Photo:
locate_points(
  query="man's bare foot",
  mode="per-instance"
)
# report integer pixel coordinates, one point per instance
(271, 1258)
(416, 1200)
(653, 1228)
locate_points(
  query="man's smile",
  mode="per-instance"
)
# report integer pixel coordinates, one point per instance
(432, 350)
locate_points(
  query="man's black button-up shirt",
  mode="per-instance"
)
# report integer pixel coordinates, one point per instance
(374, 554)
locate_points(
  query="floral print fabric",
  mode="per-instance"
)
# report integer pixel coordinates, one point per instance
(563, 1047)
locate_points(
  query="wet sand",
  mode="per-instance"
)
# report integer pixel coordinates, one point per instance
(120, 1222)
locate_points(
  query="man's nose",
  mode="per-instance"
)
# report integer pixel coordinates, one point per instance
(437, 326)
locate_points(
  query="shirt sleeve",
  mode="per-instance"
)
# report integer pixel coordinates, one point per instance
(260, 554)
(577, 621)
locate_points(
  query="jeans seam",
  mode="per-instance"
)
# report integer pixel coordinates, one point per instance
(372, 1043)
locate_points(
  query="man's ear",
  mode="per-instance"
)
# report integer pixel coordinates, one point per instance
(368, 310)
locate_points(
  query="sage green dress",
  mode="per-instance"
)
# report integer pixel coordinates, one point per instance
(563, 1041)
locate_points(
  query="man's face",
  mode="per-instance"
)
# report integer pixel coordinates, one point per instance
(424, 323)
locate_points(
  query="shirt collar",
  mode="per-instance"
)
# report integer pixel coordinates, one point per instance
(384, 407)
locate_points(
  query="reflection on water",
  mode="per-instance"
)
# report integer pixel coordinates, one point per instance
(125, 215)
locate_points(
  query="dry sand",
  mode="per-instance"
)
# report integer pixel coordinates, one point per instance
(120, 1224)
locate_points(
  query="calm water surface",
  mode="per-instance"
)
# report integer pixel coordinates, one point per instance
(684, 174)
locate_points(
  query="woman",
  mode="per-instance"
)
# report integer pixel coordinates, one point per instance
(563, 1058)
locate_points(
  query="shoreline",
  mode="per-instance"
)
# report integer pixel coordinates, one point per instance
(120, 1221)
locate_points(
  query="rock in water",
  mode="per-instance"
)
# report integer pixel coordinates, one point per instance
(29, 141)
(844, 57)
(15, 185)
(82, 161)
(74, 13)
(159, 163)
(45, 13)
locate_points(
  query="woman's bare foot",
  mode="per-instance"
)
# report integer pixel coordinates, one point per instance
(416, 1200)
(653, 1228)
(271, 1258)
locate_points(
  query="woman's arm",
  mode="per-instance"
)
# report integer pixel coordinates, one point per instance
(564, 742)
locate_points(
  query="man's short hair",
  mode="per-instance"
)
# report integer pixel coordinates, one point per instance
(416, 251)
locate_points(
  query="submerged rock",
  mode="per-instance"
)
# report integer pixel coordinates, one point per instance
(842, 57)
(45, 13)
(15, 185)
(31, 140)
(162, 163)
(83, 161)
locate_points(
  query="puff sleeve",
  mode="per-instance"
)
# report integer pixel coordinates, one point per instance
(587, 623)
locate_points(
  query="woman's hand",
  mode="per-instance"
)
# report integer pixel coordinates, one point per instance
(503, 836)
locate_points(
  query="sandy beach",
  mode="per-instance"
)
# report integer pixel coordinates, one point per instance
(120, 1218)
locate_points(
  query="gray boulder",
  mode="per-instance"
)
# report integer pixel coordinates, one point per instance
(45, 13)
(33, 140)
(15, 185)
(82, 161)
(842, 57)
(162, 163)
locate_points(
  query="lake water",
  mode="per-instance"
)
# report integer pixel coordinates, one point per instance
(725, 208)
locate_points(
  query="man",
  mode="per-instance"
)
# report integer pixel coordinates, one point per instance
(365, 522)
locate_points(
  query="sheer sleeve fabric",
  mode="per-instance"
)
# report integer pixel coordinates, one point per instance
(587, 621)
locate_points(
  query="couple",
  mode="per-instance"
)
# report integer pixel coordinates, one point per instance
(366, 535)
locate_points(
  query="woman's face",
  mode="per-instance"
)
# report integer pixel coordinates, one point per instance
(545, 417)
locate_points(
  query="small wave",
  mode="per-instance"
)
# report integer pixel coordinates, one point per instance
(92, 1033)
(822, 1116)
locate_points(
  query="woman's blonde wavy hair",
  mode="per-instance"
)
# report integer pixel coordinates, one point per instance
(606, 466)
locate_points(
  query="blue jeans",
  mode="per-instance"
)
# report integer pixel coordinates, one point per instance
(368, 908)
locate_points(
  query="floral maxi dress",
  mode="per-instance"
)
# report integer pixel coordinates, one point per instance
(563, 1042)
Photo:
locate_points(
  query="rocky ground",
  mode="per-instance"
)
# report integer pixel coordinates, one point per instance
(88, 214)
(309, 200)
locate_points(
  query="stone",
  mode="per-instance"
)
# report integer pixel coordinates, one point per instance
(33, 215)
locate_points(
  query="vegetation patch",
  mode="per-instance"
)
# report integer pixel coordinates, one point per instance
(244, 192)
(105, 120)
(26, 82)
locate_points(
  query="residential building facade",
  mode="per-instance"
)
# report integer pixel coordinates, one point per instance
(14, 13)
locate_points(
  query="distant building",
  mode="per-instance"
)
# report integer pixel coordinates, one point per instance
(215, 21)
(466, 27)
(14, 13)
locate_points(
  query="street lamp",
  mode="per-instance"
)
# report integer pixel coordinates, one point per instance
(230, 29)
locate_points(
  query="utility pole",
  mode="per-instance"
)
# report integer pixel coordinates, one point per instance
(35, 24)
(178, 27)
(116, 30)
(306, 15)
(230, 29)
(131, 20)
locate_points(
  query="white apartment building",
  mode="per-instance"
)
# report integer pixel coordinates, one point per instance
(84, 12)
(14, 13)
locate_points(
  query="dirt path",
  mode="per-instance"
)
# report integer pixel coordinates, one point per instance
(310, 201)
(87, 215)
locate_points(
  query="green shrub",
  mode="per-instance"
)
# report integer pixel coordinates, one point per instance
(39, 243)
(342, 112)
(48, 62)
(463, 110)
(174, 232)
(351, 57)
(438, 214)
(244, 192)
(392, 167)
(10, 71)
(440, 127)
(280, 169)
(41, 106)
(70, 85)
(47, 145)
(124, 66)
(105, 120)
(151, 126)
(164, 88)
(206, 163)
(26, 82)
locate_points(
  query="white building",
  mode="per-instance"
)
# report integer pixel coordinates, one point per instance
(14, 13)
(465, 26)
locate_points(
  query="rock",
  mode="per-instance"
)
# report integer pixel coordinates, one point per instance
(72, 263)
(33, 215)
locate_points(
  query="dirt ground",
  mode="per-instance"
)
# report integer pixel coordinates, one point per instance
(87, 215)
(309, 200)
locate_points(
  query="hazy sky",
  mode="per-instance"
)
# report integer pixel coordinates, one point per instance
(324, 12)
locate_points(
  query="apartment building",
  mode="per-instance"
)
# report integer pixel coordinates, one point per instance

- INSTRUCTIONS TO FOLLOW: Copy every record above exactly as it appears.

- ANSWER:
Photo:
locate_points(
  query="man's bare foot",
  mode="per-instance"
)
# report integer pixel coordinates, one point per instance
(271, 1258)
(416, 1200)
(653, 1228)
locate_points(
  query="man's smile",
  mode="per-instance"
)
# report integer pixel coordinates, one point per instance
(432, 350)
locate_points(
  query="man's black button-up shirt",
  mode="per-instance"
)
# report integer pixel coordinates, one point per instance
(374, 554)
locate_points(
  query="floral print fabric",
  mode="per-instance"
)
# report integer pixel coordinates, one point per instance
(563, 1047)
locate_points(
  query="wet sand",
  mode="per-instance"
)
# report integer pixel coordinates, one point per instance
(120, 1222)
locate_points(
  query="man's nose",
  mode="per-instance"
)
# report integer pixel coordinates, one point per instance
(437, 326)
locate_points(
  query="shirt sleeve",
  mode="per-instance"
)
# report integer pixel coordinates, one point per instance
(260, 554)
(577, 621)
locate_points(
  query="jeans seam",
  mode="per-instance"
)
# report integer pixel coordinates, one point per instance
(372, 1043)
locate_points(
  query="man's ear",
  mode="per-instance"
)
# report integer pixel coordinates, one point per instance
(368, 310)
locate_points(
  query="sage green dress",
  mode="per-instance"
)
# report integer pixel coordinates, one point per instance
(563, 1041)
locate_points(
  query="man's face",
  mode="per-instance"
)
# report integer pixel coordinates, one point per instance
(424, 323)
locate_points(
  query="shirt collar",
  mode="per-instance"
)
# report integer pixel coordinates, one point per instance
(384, 407)
locate_points(
  query="reflection on water",
  mode="per-instance"
)
# report integer pixel coordinates, one point per instance
(125, 215)
locate_points(
  query="dry sand",
  mode="per-instance"
)
# report integer pixel coordinates, one point per instance
(120, 1224)
locate_points(
  query="calm water surface",
  mode="per-instance"
)
# report integer pixel coordinates, one point per instance
(684, 174)
locate_points(
  query="woman",
  mode="per-instance"
)
# report integer pixel coordinates, one point per instance
(563, 1058)
locate_points(
  query="shoreline",
  mode="per-instance"
)
# report integer pixel coordinates, one point per instance
(120, 1221)
locate_points(
  query="rock in water",
  mode="per-instance"
)
# report integer pixel coordinates, one point per instance
(29, 141)
(844, 57)
(15, 185)
(82, 161)
(74, 13)
(159, 163)
(45, 13)
locate_points(
  query="woman's bare foot",
  mode="per-instance"
)
# report integer pixel coordinates, one point per instance
(416, 1200)
(653, 1228)
(271, 1258)
locate_points(
  query="woman's arm",
  mode="per-instance"
)
# report integer pixel coordinates, one point per instance
(564, 742)
locate_points(
  query="man's short hair",
  mode="per-instance"
)
# report integer pixel coordinates, one point per instance
(416, 251)
locate_points(
  query="submerged rock",
  mode="per-instance"
)
# report integer pixel coordinates, one point per instance
(842, 57)
(45, 13)
(15, 185)
(31, 140)
(162, 163)
(83, 161)
locate_points(
  query="puff sleeve",
  mode="per-instance"
)
# report integer pixel coordinates, one point per instance
(587, 623)
locate_points(
  query="woman's hand",
  mode="per-instance"
)
# report integer pixel coordinates, one point per instance
(503, 836)
locate_points(
  query="sandy beach",
  mode="per-instance"
)
# report integer pixel coordinates, one point per instance
(120, 1218)
locate_points(
  query="gray boulder",
  mode="per-instance"
)
# report integer pixel coordinates, one point per instance
(45, 13)
(33, 140)
(15, 185)
(82, 161)
(842, 57)
(162, 163)
locate_points(
  query="lake water",
  mode="per-instance"
)
# report integer pixel coordinates, one point per instance
(725, 208)
locate_points(
  query="man",
  mode="per-instance"
)
# report integer pixel coordinates, one point per instance
(365, 522)
locate_points(
  query="sheer sleeve fabric",
  mode="per-instance"
)
# report integer pixel coordinates, one point per instance
(587, 621)
locate_points(
  query="couple",
  mode="per-instance"
)
# report integer pixel coordinates, one point per instance
(366, 535)
locate_points(
  query="woman's face",
  mode="per-instance"
)
# report integer pixel coordinates, one point per instance
(545, 417)
locate_points(
  query="small wave",
  mode="per-instance"
)
# report integer pixel coordinates, one point per instance
(92, 1033)
(822, 1116)
locate_points(
  query="woman's blonde wavy hair",
  mode="per-instance"
)
# report integer pixel coordinates, one point per instance
(606, 466)
locate_points(
  query="blue jeans",
  mode="per-instance"
)
# report integer pixel coordinates, one point per instance
(368, 908)
locate_points(
  query="floral maxi dress",
  mode="per-instance"
)
# report integer pixel coordinates, one point per instance
(563, 1042)
Photo:
locate_points(
  query="rocky ground",
  mode="per-instance"
)
# report integer pixel coordinates, one point per instance
(88, 214)
(309, 200)
locate_points(
  query="stone",
  mode="per-instance"
)
# report integer pixel coordinates, one point per instance
(33, 215)
locate_points(
  query="vegetation patch",
  mode="per-instance"
)
# report integer pixel coordinates, one point per instance
(244, 192)
(105, 120)
(26, 82)
locate_points(
  query="residential building facade",
  mode="per-instance"
)
# report integer pixel coordinates, one point per instance
(14, 13)
locate_points(
  query="distant building",
  mode="per-instance"
)
# report integer pixel coordinates, one point per instance
(215, 21)
(466, 27)
(14, 13)
locate_points(
  query="street lamp",
  mode="per-instance"
)
# report integer pixel coordinates, one point per instance
(230, 29)
locate_points(
  query="utility pole",
  mode="per-instance"
)
# report integer pixel coordinates, one point per instance
(35, 24)
(178, 27)
(116, 30)
(306, 15)
(230, 29)
(131, 20)
locate_points(
  query="white apartment building",
  mode="per-instance"
)
# report integer pixel coordinates, one point per instance
(84, 12)
(14, 13)
locate_points(
  query="dirt path",
  mode="per-instance"
)
# report integer pixel coordinates, one point per instance
(310, 201)
(87, 215)
locate_points(
  query="green shrub",
  mode="per-instance"
)
# report integer pixel coordinates, one point per instance
(39, 243)
(342, 112)
(48, 62)
(463, 110)
(174, 232)
(351, 57)
(438, 214)
(244, 192)
(392, 167)
(10, 71)
(440, 127)
(280, 169)
(41, 106)
(70, 85)
(47, 145)
(124, 66)
(105, 120)
(151, 126)
(164, 88)
(206, 163)
(26, 82)
locate_points(
  query="white building",
  mode="per-instance"
)
# report integer pixel coordinates, one point per instance
(14, 13)
(465, 26)
locate_points(
  query="rock",
  mode="per-instance"
)
# report integer pixel coordinates, one point per instance
(72, 263)
(33, 215)
locate_points(
  query="dirt ground",
  mode="per-instance"
)
# report integer pixel coordinates, one point per instance
(87, 215)
(309, 200)
locate_points(
  query="hazy sky",
  mode="per-instance"
)
# report integer pixel coordinates, one point per instance
(324, 12)
locate_points(
  query="apartment building",
  mode="per-instance"
)
# report integer pixel coordinates, one point per instance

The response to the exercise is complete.